Entries provided:
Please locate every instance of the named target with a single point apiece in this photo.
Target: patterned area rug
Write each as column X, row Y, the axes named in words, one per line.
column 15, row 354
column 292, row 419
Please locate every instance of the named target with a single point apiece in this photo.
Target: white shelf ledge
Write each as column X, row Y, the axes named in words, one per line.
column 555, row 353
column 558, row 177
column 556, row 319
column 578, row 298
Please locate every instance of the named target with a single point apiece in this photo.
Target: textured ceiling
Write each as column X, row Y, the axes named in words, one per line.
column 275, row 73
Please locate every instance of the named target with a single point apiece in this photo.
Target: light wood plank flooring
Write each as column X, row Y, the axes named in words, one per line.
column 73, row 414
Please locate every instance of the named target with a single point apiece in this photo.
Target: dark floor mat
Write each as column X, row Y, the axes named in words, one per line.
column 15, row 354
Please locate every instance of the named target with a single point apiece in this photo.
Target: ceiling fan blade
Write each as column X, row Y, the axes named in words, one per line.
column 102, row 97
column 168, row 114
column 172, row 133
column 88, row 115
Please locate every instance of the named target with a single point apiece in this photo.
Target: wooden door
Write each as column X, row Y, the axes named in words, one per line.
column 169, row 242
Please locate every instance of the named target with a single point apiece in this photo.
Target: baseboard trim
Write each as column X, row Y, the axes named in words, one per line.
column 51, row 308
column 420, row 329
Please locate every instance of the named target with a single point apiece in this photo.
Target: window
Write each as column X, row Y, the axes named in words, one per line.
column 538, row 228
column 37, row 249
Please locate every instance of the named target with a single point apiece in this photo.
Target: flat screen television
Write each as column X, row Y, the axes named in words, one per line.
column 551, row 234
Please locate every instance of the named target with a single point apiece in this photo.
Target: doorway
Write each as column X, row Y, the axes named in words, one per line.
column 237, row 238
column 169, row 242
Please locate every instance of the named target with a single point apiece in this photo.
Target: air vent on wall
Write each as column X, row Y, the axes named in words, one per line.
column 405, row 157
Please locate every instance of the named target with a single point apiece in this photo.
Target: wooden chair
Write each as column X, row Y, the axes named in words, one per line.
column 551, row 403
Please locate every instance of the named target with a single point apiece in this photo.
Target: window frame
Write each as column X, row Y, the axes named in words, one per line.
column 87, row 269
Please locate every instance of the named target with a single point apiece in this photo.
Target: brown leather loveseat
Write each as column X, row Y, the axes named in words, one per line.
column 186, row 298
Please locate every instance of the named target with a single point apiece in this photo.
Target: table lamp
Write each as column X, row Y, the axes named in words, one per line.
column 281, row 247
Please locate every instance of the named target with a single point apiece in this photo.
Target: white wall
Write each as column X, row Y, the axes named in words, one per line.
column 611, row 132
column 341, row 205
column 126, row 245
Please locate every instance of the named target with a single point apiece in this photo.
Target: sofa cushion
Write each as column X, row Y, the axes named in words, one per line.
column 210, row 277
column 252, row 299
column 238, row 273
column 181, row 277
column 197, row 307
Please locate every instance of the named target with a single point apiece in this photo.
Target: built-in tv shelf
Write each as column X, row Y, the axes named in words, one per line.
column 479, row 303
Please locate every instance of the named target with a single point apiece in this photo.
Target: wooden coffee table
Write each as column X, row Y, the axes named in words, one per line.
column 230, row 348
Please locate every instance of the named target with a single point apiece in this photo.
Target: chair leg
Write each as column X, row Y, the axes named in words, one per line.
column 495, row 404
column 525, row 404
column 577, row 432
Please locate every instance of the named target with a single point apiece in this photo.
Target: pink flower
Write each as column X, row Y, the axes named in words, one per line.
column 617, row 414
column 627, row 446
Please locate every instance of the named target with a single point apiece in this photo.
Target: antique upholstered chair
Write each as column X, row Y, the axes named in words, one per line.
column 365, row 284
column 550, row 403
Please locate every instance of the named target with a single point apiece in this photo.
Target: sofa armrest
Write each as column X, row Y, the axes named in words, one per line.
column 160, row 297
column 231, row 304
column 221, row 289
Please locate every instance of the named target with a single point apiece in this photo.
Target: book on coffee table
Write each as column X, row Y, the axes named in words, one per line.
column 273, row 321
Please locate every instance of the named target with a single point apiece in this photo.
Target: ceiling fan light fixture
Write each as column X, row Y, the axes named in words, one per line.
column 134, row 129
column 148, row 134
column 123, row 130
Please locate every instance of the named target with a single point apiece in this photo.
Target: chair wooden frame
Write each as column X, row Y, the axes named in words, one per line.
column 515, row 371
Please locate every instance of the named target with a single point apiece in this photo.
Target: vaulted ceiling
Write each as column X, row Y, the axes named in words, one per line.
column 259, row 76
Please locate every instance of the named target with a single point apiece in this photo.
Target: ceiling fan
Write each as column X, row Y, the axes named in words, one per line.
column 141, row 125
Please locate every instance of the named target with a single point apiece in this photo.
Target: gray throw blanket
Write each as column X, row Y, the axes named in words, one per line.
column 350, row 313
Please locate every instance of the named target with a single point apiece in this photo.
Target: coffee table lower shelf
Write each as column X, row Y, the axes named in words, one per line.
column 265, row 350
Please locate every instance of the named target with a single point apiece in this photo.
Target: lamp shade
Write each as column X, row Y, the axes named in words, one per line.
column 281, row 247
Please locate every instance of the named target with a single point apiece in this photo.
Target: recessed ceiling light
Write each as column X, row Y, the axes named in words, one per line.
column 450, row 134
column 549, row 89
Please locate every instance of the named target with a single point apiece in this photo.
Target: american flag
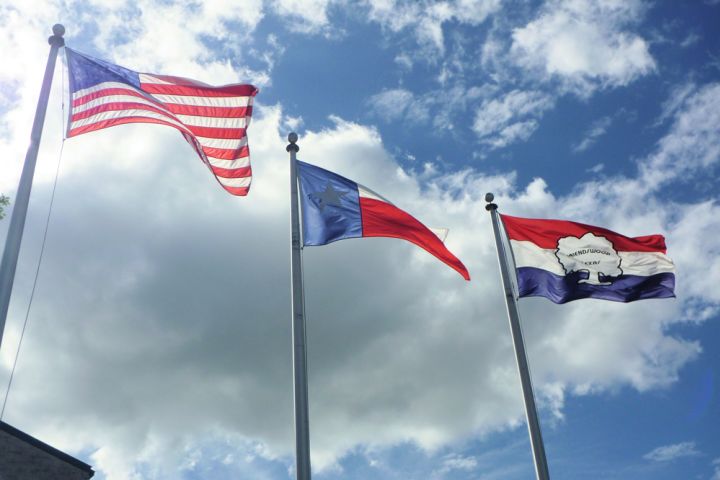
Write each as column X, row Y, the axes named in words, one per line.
column 213, row 120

Task: Copy out all of the material exactly as written, without its pictures.

Answer for this exercise:
Please locate every instance of the named target with a single point apiece in this photo.
Target: patterned area rug
Write each as column X, row Y, the axes named in words, one per line.
column 15, row 354
column 292, row 419
Please locate every instance of the named target with a single point apiece in this photo.
Target: white shelf ledge
Write each as column X, row Y, the axes named in words, one per line.
column 555, row 353
column 558, row 177
column 556, row 319
column 578, row 298
Please locate every instance of the named target with a single point apiece in this photo.
Target: textured ceiling
Write each as column X, row Y, the axes named in words, one per line.
column 275, row 73
Please locate every instance of the named target with a single point apiece in this photo.
Target: light wood plank flooring
Write each as column X, row Y, the axes named in words, one per line.
column 73, row 414
Please locate every instance of the named target with a single point apiece in this photo.
Target: dark floor mat
Write each as column X, row Y, the axes named in words, one per line.
column 15, row 354
Please locate every instance of the named target with a single point apiece in this photo.
Target: ceiling fan blade
Write each as column X, row Y, the axes named in words, one per line.
column 102, row 97
column 168, row 114
column 172, row 133
column 88, row 115
Please locate every instance of the named target with a single point apiece in this photo.
Target: wooden door
Write each as column X, row Y, the axes named in words, one per line.
column 169, row 242
Please locate every instance of the named target with a single point apiece in this photo.
Target: baseboard trim
Write each as column X, row Y, the axes named in words, one per line.
column 51, row 308
column 420, row 329
Please locate every instance of the named target with a single point apiece in this photo.
Target: window
Write each as column X, row Y, the axes named in words, one per line.
column 538, row 228
column 37, row 249
Please locate every instance of the named target with a single point apiece in this photo.
Target: flat screen television
Write each as column X, row Y, the axes named in words, one per line.
column 551, row 234
Please locate every instance of the named target with a single point apiece in this photo.
Target: doorway
Write each as column X, row Y, the axes named in words, one per line.
column 237, row 238
column 169, row 242
Please locate every instance of the named target with a single point apiece in this photo.
Target: air vent on wall
Write each as column X, row Y, the axes named in words, one per line.
column 405, row 157
Please locate every instance of the named target with a single point apiece in this photo.
Target: wooden chair
Write each as column X, row Y, the axes named in words, one per line.
column 551, row 403
Please locate every instance of the named target with a single point apiece in this photo.
Target: window frame
Write each as column X, row Y, the axes named in words, one per line.
column 87, row 269
Please locate every instance of the named target with a single point apiece in this photo.
Target: brown leather loveseat
Write each as column X, row Y, the axes named in words, one per line.
column 186, row 298
Please locate every instance of the named target with a single point apiece in this photo.
Target: table lamp
Write each as column X, row Y, the axes named in words, one per line.
column 281, row 247
Please locate every instance of the named target with a single point apiece in this photo.
Target: white wall
Write each as column X, row Y, the axes named in words, one per line.
column 611, row 132
column 341, row 205
column 126, row 245
Please locate every instance of the named target with a single point apiece in this photo.
Target: sofa cushion
Write each as column X, row Y, the axes named in words, one per line.
column 210, row 277
column 252, row 299
column 238, row 273
column 181, row 277
column 197, row 307
Please locate every instance of the named target with a single point apiece in this photo.
Target: built-in tv shelf
Write each as column X, row Y, the axes named in words, one per line.
column 479, row 303
Please locate every instance of the named target with a single point apiece in this photo.
Target: wooden coffee table
Write each as column X, row Y, the axes named in words, one per line.
column 230, row 348
Please locate every instance of the named target with a single point apiece in this photo.
Target: chair leg
Write each as column X, row Y, the axes named in words, one per line.
column 495, row 404
column 525, row 404
column 577, row 432
Please locate every instance of the named target with a single point apiece in this photo.
Target: pink flower
Write each as column X, row Y, the axes named in words, one per line.
column 617, row 414
column 627, row 446
Please locate every instance of the named target with a single point apiece in this photo.
Target: antique upholstered chair
Write each as column X, row Y, the axes named in words, one per line.
column 365, row 284
column 550, row 403
Please locate every instance of the named target with a single point apiece in this photo.
Target: sofa armrest
Write each as column X, row Y, the axes named in words, one per line.
column 160, row 297
column 231, row 304
column 221, row 289
Please locate every instance of the named target with a single point apiece in this photo.
Target: book on coffee table
Write each as column X, row Y, the axes named in words, one per line.
column 273, row 321
Please locate every instance of the named target with a single point apiece in this photo.
Target: ceiling fan light fixture
Write each as column X, row Y, the axes named in words, one per line.
column 134, row 129
column 148, row 134
column 123, row 130
Please locate every instance of the named target with a single point apiece in this photo.
Target: chair wooden frame
Write each as column X, row Y, the axes named in words, one per line.
column 515, row 371
Please locate every instance of the named target with a single point apiece in this photo.
Target: vaulted ceiling
Write each as column X, row Y, the axes named in words, one per line.
column 259, row 76
Please locate every instance of the named target with a single point apiece in this photo.
Target: ceiling fan
Write each as column X, row Y, the axes named in words, one per line.
column 141, row 125
Please locate every instance of the named target with a single point apiece in this photo.
Target: gray throw blanket
Write each as column X, row Y, the axes named in words, one per line.
column 350, row 313
Please locate every instance of the named target with a single point apiece in this photo.
Target: coffee table lower shelf
Write each as column X, row Y, the axes named in words, one per line.
column 265, row 350
Please locate every instance of the named target with a single point apiece in this photo.
Target: lamp shade
Write each as column X, row Y, the axes named in words, one per line.
column 281, row 247
Please locate every instance of the named target with a single point apiece in this photo.
Target: recessed ceiling light
Write each as column X, row Y, the axes named in words, one per line.
column 450, row 134
column 549, row 89
Please locate every instance of the named target with a single point apiece in this photo.
Target: american flag
Write each as column X, row Y, the axes named in words, one per line.
column 213, row 120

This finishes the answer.